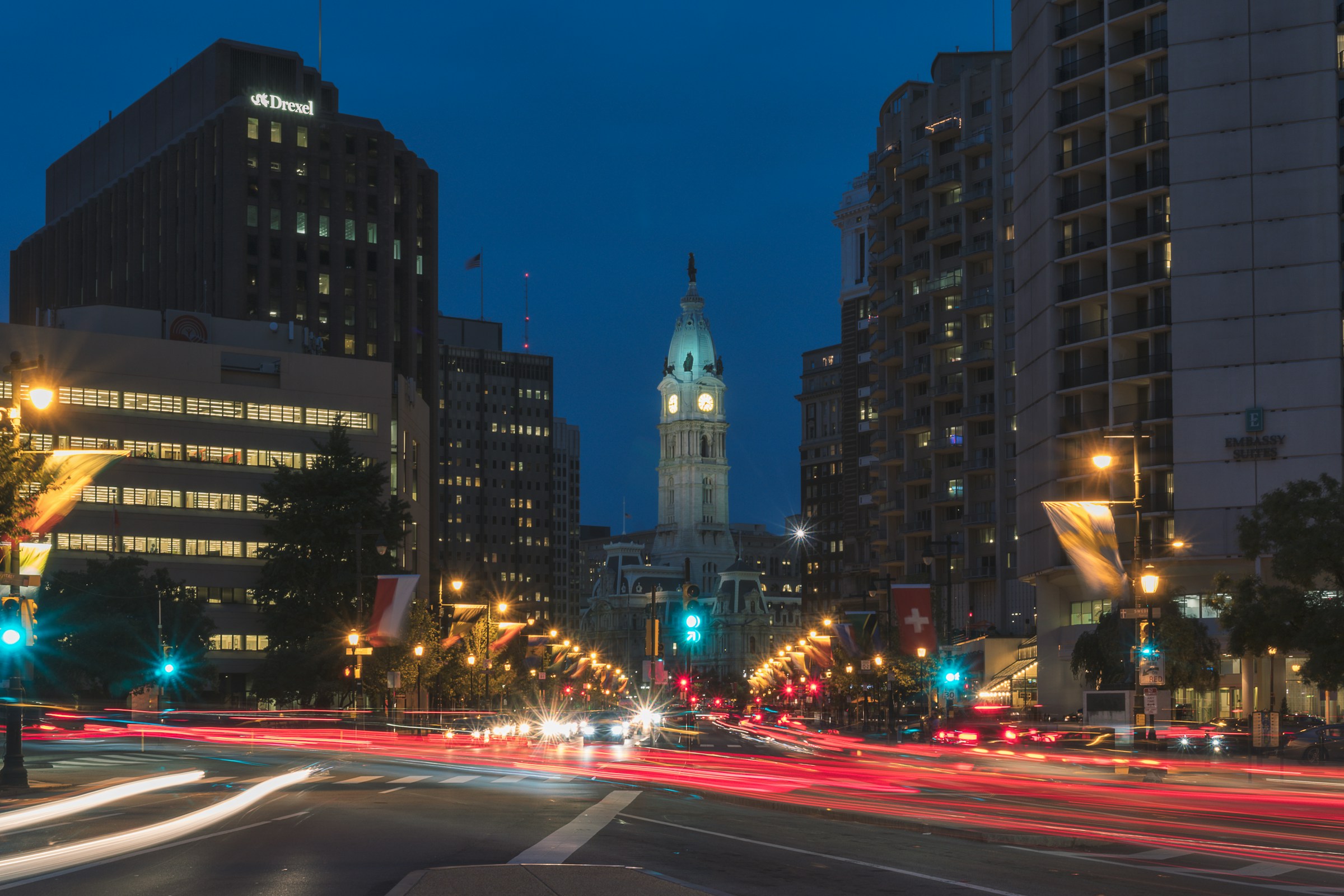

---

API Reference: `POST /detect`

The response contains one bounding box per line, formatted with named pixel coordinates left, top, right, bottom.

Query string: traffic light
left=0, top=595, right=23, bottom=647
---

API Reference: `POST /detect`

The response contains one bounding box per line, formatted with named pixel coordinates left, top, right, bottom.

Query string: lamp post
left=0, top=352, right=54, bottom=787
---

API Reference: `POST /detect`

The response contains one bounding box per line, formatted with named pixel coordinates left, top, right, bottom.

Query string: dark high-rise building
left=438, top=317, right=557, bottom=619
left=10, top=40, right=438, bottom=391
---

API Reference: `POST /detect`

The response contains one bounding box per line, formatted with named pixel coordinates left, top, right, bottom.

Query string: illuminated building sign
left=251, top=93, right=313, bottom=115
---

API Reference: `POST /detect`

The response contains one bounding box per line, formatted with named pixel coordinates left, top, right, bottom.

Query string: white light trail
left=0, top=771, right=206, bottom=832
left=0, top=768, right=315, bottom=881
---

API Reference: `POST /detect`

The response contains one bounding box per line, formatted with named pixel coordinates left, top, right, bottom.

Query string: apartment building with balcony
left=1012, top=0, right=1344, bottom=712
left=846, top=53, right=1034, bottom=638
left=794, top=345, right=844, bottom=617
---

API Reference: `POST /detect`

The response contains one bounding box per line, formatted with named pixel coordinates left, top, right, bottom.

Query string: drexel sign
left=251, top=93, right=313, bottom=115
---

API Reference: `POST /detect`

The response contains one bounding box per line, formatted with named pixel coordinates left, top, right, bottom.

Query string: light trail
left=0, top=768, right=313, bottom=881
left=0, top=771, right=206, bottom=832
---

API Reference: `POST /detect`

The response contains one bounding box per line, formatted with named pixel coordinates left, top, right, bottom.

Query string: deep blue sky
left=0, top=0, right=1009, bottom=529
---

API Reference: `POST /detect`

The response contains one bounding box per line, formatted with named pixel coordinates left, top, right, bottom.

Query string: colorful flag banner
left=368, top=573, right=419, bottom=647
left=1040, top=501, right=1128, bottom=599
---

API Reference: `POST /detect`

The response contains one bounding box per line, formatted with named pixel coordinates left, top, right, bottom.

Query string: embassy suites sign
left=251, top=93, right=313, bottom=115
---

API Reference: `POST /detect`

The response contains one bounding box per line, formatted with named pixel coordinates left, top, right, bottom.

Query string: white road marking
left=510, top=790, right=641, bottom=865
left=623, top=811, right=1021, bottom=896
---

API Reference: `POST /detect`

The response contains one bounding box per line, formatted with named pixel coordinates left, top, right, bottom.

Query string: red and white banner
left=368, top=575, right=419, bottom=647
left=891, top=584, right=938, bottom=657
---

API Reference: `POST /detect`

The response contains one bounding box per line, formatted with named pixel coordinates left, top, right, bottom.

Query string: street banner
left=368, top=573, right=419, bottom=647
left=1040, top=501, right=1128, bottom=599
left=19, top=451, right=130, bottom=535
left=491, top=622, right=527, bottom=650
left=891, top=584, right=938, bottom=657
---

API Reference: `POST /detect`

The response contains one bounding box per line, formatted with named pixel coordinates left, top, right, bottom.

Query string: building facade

[Description of the task]: Please count the lines in the items above that contain the string "light". Reply with the number alone.

[Worked solution]: 3